Given request:
Extract each line of the material below that contains the word "this".

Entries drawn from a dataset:
__________
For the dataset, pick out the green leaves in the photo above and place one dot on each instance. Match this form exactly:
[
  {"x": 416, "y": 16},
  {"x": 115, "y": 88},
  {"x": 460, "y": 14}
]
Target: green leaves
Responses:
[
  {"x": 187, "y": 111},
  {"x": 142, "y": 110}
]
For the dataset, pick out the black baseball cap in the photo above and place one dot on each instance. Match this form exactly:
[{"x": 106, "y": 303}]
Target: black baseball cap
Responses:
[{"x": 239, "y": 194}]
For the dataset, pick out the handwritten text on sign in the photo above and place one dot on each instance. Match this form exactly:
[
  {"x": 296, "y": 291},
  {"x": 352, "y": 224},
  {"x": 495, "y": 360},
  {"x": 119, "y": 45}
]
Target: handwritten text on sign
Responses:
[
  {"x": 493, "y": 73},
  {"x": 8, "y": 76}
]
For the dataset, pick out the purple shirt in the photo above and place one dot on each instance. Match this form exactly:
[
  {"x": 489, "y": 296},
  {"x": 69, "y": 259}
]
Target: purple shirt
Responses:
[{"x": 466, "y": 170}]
__________
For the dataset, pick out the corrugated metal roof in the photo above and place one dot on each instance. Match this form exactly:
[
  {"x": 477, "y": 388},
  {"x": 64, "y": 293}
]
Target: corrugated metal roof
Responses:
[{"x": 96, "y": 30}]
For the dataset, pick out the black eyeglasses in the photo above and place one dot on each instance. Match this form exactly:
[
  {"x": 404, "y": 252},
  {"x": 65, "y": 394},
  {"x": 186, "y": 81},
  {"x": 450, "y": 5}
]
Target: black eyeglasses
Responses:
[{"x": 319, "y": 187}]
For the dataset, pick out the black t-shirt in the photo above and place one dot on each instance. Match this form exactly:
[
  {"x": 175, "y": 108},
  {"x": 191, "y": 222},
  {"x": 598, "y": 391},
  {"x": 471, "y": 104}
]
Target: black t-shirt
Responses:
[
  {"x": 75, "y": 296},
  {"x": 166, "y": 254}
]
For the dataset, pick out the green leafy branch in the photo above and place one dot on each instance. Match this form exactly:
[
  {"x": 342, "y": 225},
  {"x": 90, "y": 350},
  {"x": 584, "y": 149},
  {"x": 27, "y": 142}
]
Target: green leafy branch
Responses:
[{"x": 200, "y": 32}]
__________
The completed task:
For the dataset, pick out the green leaves in the photo above and place one dot on each instance. Match this form exactly:
For the dataset, pick out the black baseball cap in the photo above and place one dot on each instance. Match this form exactly:
For the dataset, pick out the handwritten text on sign in the photo above and place one dot on each instance. Match this form exactly:
For the dataset, pick out the purple shirt in the photo above and place one dot on each instance. Match this form exactly:
For the dataset, pick out the corrugated metal roof in the photo above and place one dot on each instance. Match this form exactly:
For the dataset, pick out the black eyeglasses in the photo above and place one dot on each instance. Match this form exactly:
For the dataset, pick out the black t-shirt in the photo above and place one dot on each instance. Match this form exactly:
For the dataset, pick out the green leafy branch in the photo above and place one dot on each instance. Match this form exactly:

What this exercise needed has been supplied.